◆ ARTICLE

Senate Passes $108.5M Child Trafficking Bill | Image by Canva

The U.S. Senate passed legislation championed by Sen. Josh Hawley that provides $108.5 million to hire 200 new child exploitation investigators and analysts at the Department of Homeland Security.

The provision, included in a broader reconciliation bill to fund the Department of Homeland Security, addresses a severe staffing shortage at Homeland Security Investigations. Currently, only seven full-time specialists work to identify victims from child abuse material.


History of the Effort

The initiative builds on years of work to confront online child sexual exploitation and trafficking. In March 2026, Sen. Hawley chaired a Senate Judiciary subcommittee hearing titled “Lost and Exploited: Confronting Child Trafficking and the Failure to Protect America’s Most Vulnerable.”

During that hearing, former NFL quarterback and Heisman Trophy winner Tim Tebow testified about the scale of the problem, as The Dallas Express reported at the time. Tebow, founder of the Tim Tebow Foundation, highlighted data showing 338,000 unique U.S. IP addresses linked to downloading, sharing, or distributing child rape images in a short period, with as many as 89,000 unidentified child victims appearing in such materials.

The Dallas Express previously covered Tebow’s broader anti-trafficking work, including his partnership with a North Texas venture capital firm raising $50 million for technology solutions to fight human trafficking.

Tebow’s foundation has focused on prevention, rescue, and survivor care for more than a decade, operating safe homes and partnering with law enforcement. In recent years, it has helped identify and rescue over 4,600 victims alongside partners.

Hawley’s provision is modeled on the Renewed Hope Act, which Tebow has supported in prior testimony.


Details of the New Funding

The $108.5 million will fund:

  • 40 new forensic analysts at HSI’s Victim Identification Laboratory.
  • 30 new child exploitation investigators at the same lab.
  • 130 additional positions at field offices of Special Agents in Charge.
  • A dedicated training program for federal, state, and local law enforcement.

◆ BRIEF 1
From the article on the Senate child trafficking bill, extract the passage from "The $108.5 million" up to and including "local law enforcement.".
◆ BRIEF 2
Extend the article on the Senate child trafficking bill, picking up after its last sentence.
The items that follow have nothing to do with this article.

◆ GIVEN INFORMATION
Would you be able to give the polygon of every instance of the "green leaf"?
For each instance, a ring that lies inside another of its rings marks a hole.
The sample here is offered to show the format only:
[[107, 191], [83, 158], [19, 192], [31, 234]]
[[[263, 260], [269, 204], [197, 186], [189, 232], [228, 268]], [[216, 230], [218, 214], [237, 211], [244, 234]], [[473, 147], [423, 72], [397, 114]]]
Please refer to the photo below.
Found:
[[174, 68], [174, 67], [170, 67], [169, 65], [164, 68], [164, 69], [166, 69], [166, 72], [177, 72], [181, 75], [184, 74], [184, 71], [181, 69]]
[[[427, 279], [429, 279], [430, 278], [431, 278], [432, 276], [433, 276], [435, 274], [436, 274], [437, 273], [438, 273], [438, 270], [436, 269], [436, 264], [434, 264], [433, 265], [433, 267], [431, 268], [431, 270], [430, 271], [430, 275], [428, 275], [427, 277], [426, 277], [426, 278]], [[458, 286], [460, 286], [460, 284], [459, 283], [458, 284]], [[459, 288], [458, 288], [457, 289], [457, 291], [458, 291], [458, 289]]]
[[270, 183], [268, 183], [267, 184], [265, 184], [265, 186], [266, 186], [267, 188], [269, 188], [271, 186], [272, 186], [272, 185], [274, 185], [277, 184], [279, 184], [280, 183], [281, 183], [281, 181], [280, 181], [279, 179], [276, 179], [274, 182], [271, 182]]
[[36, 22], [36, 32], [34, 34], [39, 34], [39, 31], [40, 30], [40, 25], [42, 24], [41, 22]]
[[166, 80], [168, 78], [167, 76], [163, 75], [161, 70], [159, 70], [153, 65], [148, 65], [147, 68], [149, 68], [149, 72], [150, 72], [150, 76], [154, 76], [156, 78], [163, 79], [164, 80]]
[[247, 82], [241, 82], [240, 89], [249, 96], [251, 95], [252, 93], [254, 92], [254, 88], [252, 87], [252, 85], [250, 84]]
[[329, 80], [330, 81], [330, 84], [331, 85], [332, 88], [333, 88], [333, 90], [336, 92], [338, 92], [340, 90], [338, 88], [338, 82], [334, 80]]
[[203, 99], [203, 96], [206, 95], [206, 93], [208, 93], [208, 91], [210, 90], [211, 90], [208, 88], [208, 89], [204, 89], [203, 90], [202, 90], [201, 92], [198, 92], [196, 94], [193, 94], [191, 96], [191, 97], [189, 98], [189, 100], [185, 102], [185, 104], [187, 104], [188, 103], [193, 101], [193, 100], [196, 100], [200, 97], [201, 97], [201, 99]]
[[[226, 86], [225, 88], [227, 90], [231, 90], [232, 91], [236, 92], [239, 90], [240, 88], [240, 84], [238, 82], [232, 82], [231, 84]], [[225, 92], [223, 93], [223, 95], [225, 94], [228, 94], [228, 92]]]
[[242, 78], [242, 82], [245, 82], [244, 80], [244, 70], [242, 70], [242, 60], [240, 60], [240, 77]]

◆ FINAL RESULT 1
The $108.5 million will fund:

  • 40 new forensic analysts at HSI’s Victim Identification Laboratory.
  • 30 new child exploitation investigators at the same lab.
  • 130 additional positions at field offices of Special Agents in Charge.
  • A dedicated training program for federal, state, and local law enforcement.

◆ FINAL RESULT 2
Sen. Hawley stated that “The Senate just passed my legislation with Tim Tebow to rescue thousands of children trapped in sex trafficking. That’s two hundred new law enforcement officers to find and rescue kids trafficked by predators and a new initiative to coordinate local, state, and federal enforcement. This is the biggest surge against child trafficking ever by the federal government.”


Current Scale of Child Trafficking

Human trafficking affects millions worldwide. The International Labour Organization estimates 27.6 million people in forced labor globally, with sexual exploitation a leading form.

In the United States, the National Human Trafficking Hotline has identified more than 112,000 cases involving over 218,000 victims since its inception. In 2024 alone, it reported 11,999 potential cases involving 21,865 victims, with thousands involving minors.

The National Center for Missing and Exploited Children receives tens of thousands of reports of child sex trafficking annually, with 1 in 7 endangered runaways believed to be victims.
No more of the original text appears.